Your goal:
Reproduce everything in the listing below, from the line containing "point: wedding arch, one" down to the end of the listing, with both ends included. Leave the pictures out of your reproduction.

(Entries from a pointing dataset)
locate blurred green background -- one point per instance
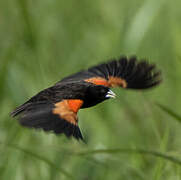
(43, 41)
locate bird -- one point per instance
(55, 108)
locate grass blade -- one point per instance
(47, 161)
(170, 112)
(128, 151)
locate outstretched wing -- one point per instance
(60, 117)
(126, 73)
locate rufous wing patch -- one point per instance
(111, 82)
(67, 110)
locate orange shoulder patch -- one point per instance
(67, 110)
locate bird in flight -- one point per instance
(55, 108)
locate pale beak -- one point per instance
(110, 94)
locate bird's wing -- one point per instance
(60, 117)
(126, 73)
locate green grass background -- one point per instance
(128, 138)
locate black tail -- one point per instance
(135, 74)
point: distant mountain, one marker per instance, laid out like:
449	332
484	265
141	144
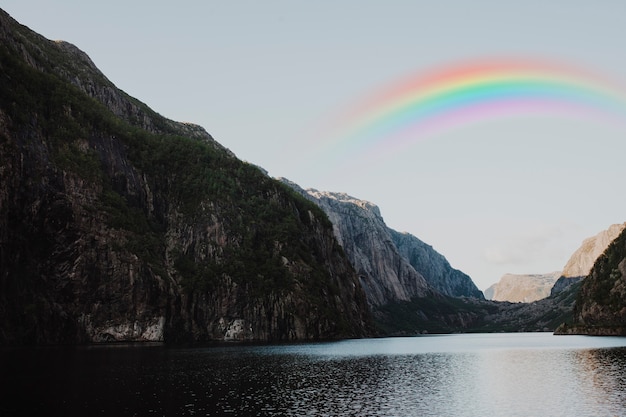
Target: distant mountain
117	224
517	288
601	304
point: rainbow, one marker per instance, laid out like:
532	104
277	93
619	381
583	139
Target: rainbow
466	93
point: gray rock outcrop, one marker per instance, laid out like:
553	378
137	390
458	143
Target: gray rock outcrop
580	263
522	288
392	266
117	224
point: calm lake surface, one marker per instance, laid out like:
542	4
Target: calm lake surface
527	374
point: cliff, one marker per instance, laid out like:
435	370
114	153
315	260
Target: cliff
360	229
580	263
409	286
522	288
601	304
434	267
117	224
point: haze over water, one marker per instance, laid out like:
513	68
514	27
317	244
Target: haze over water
532	374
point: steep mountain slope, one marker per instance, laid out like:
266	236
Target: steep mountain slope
580	263
118	224
434	267
601	304
522	288
384	274
402	300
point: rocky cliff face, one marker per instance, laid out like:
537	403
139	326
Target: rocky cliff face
392	266
518	288
359	228
117	224
434	267
601	305
580	263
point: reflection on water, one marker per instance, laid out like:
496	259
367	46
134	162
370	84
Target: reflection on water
460	375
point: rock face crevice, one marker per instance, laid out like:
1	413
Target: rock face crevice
117	224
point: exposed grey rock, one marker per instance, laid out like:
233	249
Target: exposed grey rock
522	288
580	263
392	266
434	267
99	244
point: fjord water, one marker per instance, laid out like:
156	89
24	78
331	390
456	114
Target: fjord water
521	374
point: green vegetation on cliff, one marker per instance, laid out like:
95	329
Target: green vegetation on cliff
118	224
601	305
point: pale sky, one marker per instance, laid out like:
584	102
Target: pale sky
514	195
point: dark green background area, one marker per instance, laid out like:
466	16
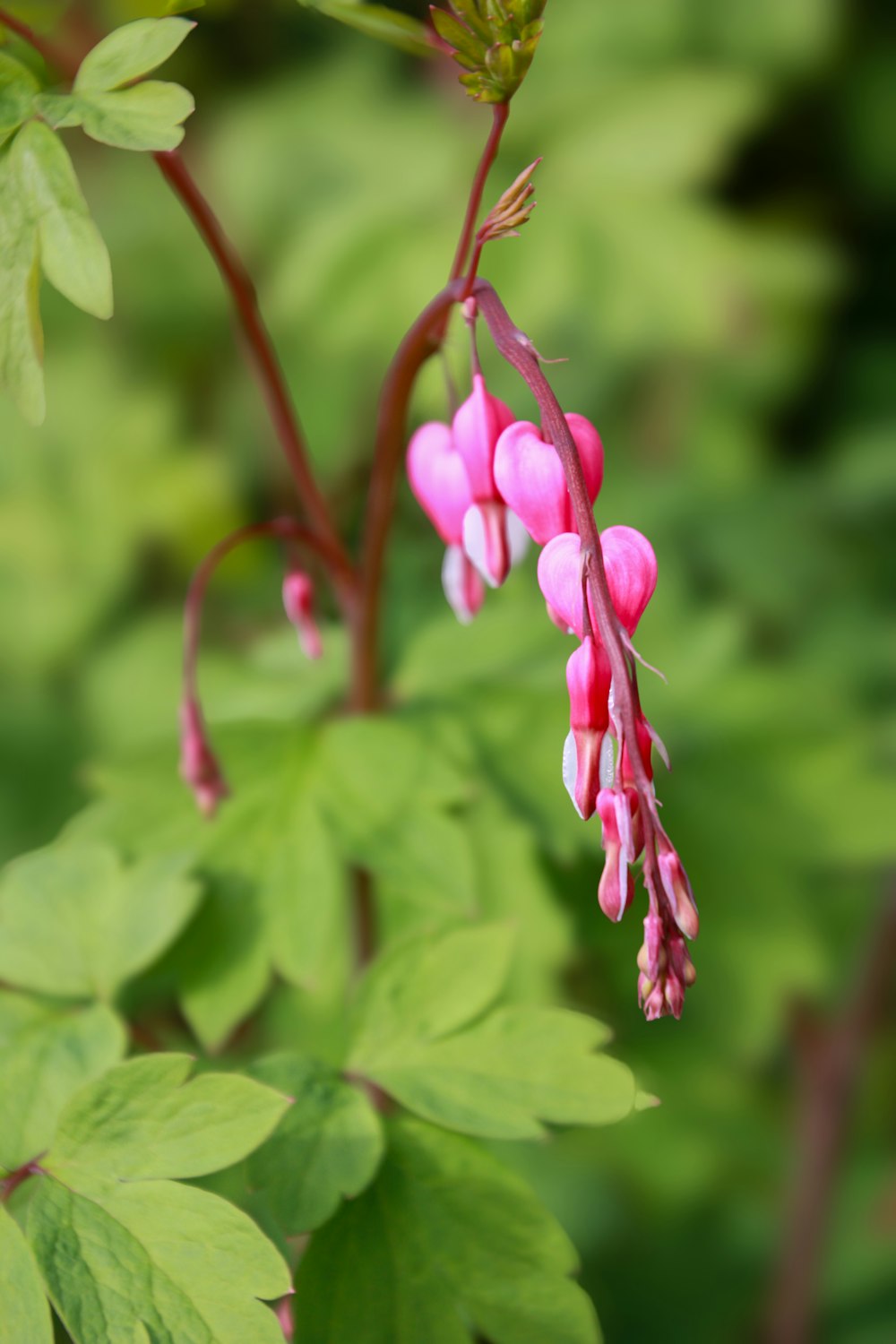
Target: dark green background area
712	250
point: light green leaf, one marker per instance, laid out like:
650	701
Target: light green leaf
73	254
175	1260
150	116
304	892
505	1074
327	1147
429	986
145	1121
378	21
74	922
444	1246
46	1055
26	1316
21	332
18	90
131	53
58	109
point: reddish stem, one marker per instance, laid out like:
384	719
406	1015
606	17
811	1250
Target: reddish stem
421	341
51	54
500	113
268	367
11	1183
281	529
245	298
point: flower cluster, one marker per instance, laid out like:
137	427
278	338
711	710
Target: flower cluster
487	483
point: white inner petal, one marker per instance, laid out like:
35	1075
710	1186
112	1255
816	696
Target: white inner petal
454	583
474	542
571	768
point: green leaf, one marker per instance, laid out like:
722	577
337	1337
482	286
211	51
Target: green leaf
145	1121
73	254
150	116
74	922
444	1246
395	822
18	90
131	53
379	22
21	332
429	986
26	1316
505	1074
46	1055
169	1260
327	1148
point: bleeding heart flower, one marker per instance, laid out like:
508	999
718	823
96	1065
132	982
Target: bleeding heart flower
298	604
630	567
199	765
462	585
476	429
589	685
530	478
438	478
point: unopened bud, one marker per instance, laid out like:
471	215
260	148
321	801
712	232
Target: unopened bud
298	604
677	889
199	765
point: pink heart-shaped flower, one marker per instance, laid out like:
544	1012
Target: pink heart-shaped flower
632	577
438	478
530	476
476	427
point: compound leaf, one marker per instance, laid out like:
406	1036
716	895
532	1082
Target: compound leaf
145	1121
445	1245
327	1147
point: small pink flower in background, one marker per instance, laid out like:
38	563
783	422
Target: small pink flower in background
530	480
199	765
589	685
632	577
298	604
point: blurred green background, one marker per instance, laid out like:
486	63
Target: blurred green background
712	252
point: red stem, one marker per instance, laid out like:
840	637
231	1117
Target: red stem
40	45
245	298
11	1183
500	113
268	367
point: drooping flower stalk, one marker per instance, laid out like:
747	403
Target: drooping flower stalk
667	967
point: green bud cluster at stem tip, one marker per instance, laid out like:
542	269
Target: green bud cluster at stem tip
493	40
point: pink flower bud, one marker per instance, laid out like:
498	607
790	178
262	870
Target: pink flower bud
199	766
476	429
645	744
530	476
298	604
653	946
630	567
462	585
438	478
616	890
589	685
677	889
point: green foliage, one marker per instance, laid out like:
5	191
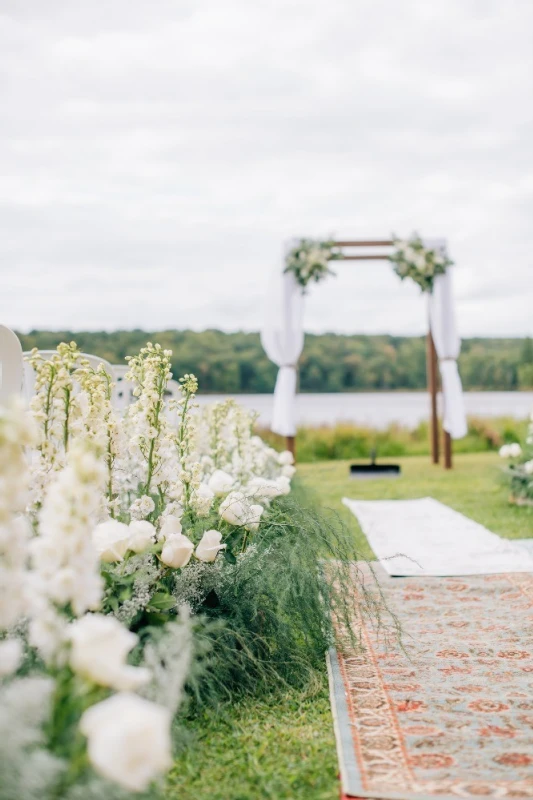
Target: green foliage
236	362
269	622
282	747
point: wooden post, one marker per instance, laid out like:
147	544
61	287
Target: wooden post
447	451
431	360
291	445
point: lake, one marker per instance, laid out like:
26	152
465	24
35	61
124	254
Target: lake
380	409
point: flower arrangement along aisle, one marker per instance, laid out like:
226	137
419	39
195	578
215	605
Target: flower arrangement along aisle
421	264
77	718
309	261
193	512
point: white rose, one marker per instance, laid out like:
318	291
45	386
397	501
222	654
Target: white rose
221	482
205	492
284	484
288	471
286	458
170	527
128	740
234	508
10	656
99	648
111	539
142	535
419	261
254	517
209	546
177	551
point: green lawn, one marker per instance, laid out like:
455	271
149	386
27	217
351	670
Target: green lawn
283	749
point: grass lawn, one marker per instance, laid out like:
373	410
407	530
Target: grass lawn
283	748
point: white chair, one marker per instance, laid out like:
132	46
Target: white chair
29	374
11	365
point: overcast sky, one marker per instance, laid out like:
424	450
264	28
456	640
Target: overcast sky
156	154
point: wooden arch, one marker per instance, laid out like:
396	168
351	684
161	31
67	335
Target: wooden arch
431	353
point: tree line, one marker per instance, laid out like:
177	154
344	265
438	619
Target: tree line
236	362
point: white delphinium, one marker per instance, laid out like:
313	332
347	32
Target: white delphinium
190	475
142	507
56	410
221	482
150	434
101	424
64	558
16	432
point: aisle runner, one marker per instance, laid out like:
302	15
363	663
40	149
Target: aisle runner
454	716
425	537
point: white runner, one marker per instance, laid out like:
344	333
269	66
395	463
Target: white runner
425	537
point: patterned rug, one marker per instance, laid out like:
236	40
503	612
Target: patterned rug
449	712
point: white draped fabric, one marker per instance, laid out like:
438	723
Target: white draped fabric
448	346
283	339
11	364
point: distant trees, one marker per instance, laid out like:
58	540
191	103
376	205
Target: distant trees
235	362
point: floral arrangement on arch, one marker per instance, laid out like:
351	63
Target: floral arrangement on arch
309	261
421	264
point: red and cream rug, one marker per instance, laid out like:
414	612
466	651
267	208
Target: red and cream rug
448	711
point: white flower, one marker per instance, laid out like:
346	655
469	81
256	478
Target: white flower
284	484
171	526
510	450
99	648
234	509
221	482
111	540
142	507
254	517
285	458
142	535
209	546
10	656
128	740
177	551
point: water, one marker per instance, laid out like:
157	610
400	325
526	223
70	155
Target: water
380	409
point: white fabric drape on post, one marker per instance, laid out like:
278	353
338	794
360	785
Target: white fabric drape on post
448	346
283	339
11	364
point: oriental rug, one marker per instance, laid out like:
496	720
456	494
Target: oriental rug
425	537
447	711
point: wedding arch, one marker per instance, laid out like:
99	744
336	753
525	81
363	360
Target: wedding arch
426	262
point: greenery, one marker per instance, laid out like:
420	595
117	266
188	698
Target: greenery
236	362
269	619
282	748
345	440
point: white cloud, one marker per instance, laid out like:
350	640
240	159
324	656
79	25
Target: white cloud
154	156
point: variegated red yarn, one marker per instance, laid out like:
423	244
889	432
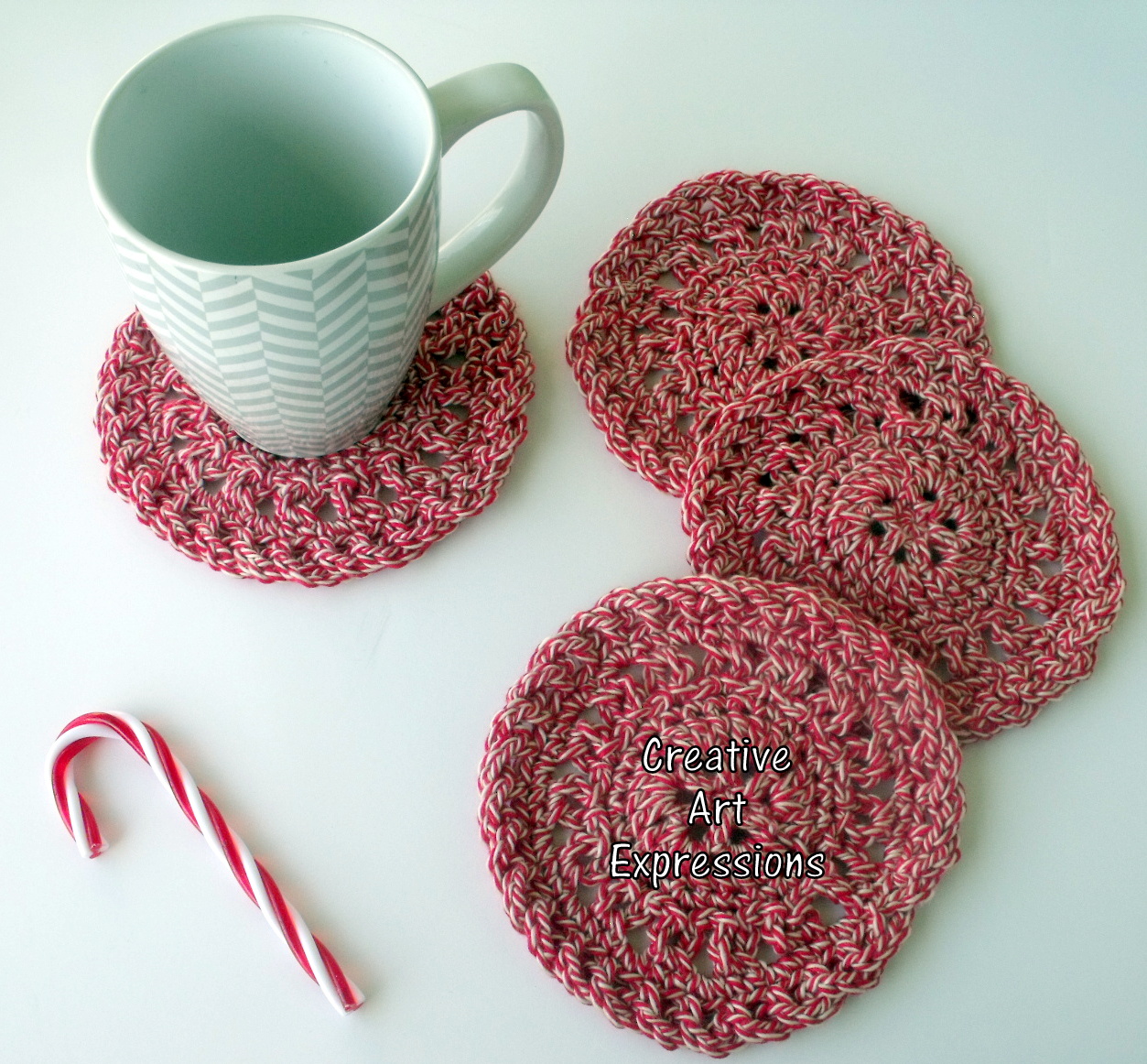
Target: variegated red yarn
716	963
937	494
733	277
438	456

Solution for this task:
point: wedding arch, one marker per instance, laid out like:
99	744
336	753
525	81
363	360
Target: wedding arch
426	262
point: greenery, one marker per instance, laid out like:
420	595
117	266
188	698
Target: greenery
236	362
269	619
282	748
345	440
point: white cloud, one marker per instance, laid out like:
350	640
240	159
324	656
79	25
Target: white cloud
154	156
point: variegated red yarn, one marker per instance, laid out like:
423	244
889	432
Target: variegated red yarn
716	963
937	494
733	277
438	456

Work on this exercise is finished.